TEXT SEGMENT →
--
Clonal Evolution and Lack of BCR-ABL1 Mutations in Pediatric Ph+ ALL Patients Resistant/Refractory to Imatinib Treatment

Philadelphia positive acute lymphoblastic leukemia (Ph+ ALL) is characterized by the translocation t(9;22), resulting in the BCR-ABL1 fusion gene. It occurs in 2-3% of pediatric ALL and is associated with poor prognosis. Despite the introduction of tyrosine kinase inhibitors (TKIs), such as Imatinib, resulting in a significant increase in the cure rate, a consistent number of patients show resistance to treatment and subsequently relapse. In an adult cohort, more than 70% of relapses during TKI treatment involve selection of tyrosine kinase domain (TKD) mutations.

In order to better understand the mechanism of Imatinib resistance in pediatric Ph+ ALL, we selected as our cohort a subgroup of patients treated with Imatinib on top of chemotherapy, according to the EsPhALL clinical trial and enrolled in Italy from January 2004 to December 2014 by the AIEOP study group. Patients (n=10) either didn't achieve remission or experienced early relapse by the end of 2014. Patients' samples have been screened for mutations in the ABL1 tyrosine kinase domain (TKD). Nine out of ten BM samples collected at relapse showed wild type TKD. Accordingly, no subsequent relapses showed the appearance of an ABL1 mutated clone. Only one patient carried the tyrosine 243 to phenylalanine substitution (Y253F) at the first and second relapses, but not at diagnosis, demonstrating the expansion of a resistant minor clone at diagnosis, following TKI treatment.

In addition, we monitored the BCR-ABL1 transcript level by RQ-PCR at diagnosis, relapse and multiple follow up points. In nine out of ten patients the expression of BCR-ABL1 was highly positive at the time of the relapse, and in five out of six cases the increase of the transcript level was predictive of a subsequent clinical relapse.
--
STORED DATA →

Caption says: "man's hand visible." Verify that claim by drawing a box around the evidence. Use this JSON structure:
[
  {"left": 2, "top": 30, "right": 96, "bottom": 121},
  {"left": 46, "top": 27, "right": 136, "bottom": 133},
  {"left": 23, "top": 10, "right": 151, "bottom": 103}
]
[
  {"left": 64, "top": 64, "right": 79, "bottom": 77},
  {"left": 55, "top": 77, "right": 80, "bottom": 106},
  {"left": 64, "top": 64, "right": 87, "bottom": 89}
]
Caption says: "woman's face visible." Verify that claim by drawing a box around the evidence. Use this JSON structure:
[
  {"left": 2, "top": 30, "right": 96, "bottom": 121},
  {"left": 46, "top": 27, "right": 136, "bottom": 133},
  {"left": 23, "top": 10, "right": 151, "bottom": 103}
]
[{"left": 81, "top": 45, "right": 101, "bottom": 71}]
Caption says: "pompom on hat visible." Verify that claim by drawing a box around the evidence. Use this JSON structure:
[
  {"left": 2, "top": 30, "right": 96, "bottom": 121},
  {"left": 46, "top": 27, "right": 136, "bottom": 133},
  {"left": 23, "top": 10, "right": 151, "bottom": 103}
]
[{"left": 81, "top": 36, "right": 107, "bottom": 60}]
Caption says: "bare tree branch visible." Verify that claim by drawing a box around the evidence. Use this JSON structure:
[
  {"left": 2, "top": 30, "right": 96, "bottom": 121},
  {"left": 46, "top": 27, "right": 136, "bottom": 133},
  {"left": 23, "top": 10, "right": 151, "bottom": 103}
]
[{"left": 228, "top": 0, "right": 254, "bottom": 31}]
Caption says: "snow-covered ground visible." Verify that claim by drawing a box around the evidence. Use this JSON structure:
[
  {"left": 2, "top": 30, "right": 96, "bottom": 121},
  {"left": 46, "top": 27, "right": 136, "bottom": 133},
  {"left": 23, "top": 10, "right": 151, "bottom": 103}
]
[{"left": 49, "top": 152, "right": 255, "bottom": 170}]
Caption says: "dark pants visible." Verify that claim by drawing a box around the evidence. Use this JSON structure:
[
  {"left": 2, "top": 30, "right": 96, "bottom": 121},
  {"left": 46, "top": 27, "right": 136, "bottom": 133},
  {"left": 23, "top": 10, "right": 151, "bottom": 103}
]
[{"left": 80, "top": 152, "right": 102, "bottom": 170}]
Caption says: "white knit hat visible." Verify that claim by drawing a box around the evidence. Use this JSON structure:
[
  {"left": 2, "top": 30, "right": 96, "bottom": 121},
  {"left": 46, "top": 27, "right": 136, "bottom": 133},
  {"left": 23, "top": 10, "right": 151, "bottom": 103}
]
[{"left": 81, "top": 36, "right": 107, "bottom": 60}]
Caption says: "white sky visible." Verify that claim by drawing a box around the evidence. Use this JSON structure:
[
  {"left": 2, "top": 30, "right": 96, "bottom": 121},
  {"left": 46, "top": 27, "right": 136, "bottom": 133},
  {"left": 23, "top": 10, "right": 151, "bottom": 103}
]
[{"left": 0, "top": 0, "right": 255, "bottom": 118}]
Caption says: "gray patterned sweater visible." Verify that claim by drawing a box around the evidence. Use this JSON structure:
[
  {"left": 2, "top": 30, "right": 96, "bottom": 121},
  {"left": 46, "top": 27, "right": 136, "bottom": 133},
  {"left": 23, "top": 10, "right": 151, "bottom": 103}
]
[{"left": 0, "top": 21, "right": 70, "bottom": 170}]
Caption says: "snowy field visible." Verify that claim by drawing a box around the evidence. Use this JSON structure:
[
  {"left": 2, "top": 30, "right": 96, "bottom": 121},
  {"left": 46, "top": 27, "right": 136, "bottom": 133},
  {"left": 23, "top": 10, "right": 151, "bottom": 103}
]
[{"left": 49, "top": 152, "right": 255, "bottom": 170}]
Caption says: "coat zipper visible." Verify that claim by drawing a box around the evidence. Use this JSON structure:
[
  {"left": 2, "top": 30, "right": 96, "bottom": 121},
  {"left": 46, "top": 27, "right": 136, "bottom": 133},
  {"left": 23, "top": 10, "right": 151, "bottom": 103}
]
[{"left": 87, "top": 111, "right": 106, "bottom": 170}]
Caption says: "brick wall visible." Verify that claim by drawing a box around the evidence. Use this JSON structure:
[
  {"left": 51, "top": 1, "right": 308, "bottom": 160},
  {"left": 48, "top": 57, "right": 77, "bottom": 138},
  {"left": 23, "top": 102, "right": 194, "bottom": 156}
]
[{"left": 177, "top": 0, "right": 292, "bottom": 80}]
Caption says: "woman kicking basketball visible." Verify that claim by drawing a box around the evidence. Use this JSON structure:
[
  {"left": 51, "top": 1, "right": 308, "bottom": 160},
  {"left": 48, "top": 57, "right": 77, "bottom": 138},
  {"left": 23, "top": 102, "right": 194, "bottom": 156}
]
--
APPLY WHAT YOU READ →
1 > Return the part of the Ph+ ALL abstract from "Philadelphia positive acute" up to and including "domain (TKD) mutations.".
2 > According to the Ph+ ALL abstract, what proportion of pediatric ALL cases does Ph+ ALL make up?
The records aren't needed here.

EXPECTED RESPONSES →
1 >
Philadelphia positive acute lymphoblastic leukemia (Ph+ ALL) is characterized by the translocation t(9;22), resulting in the BCR-ABL1 fusion gene. It occurs in 2-3% of pediatric ALL and is associated with poor prognosis. Despite the introduction of tyrosine kinase inhibitors (TKIs), such as Imatinib, resulting in a significant increase in the cure rate, a consistent number of patients show resistance to treatment and subsequently relapse. In an adult cohort, more than 70% of relapses during TKI treatment involve selection of tyrosine kinase domain (TKD) mutations.

2 > 2-3% of pediatric ALL.